┌─ SUPPLIED DATA

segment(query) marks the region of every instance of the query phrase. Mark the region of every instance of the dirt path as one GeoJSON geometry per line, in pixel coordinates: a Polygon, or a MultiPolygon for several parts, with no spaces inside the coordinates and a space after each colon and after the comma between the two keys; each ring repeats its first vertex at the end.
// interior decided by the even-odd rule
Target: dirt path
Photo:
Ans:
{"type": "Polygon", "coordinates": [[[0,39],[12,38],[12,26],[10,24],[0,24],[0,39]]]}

└─

| WHAT IS REQUIRED |
Reproduce every row above, requests included, multiplying each coordinate in the answers by 2.45 and rounding to the nearest whole number, with halves rounded up. Leave all other text and numbers unchanged.

| EXPECTED OUTPUT |
segment(query) marks the region of every instance of the query phrase. Mark the region of every instance of the dirt path as one GeoJSON geometry per line, in pixel coordinates: a Polygon, or a MultiPolygon for several parts, with no spaces inside the coordinates and a space after each colon and after the comma between the two keys; each ring repeats its first vertex at the end.
// interior decided by the even-odd rule
Target: dirt path
Photo:
Ans:
{"type": "Polygon", "coordinates": [[[0,96],[29,93],[29,64],[25,59],[0,59],[0,96]]]}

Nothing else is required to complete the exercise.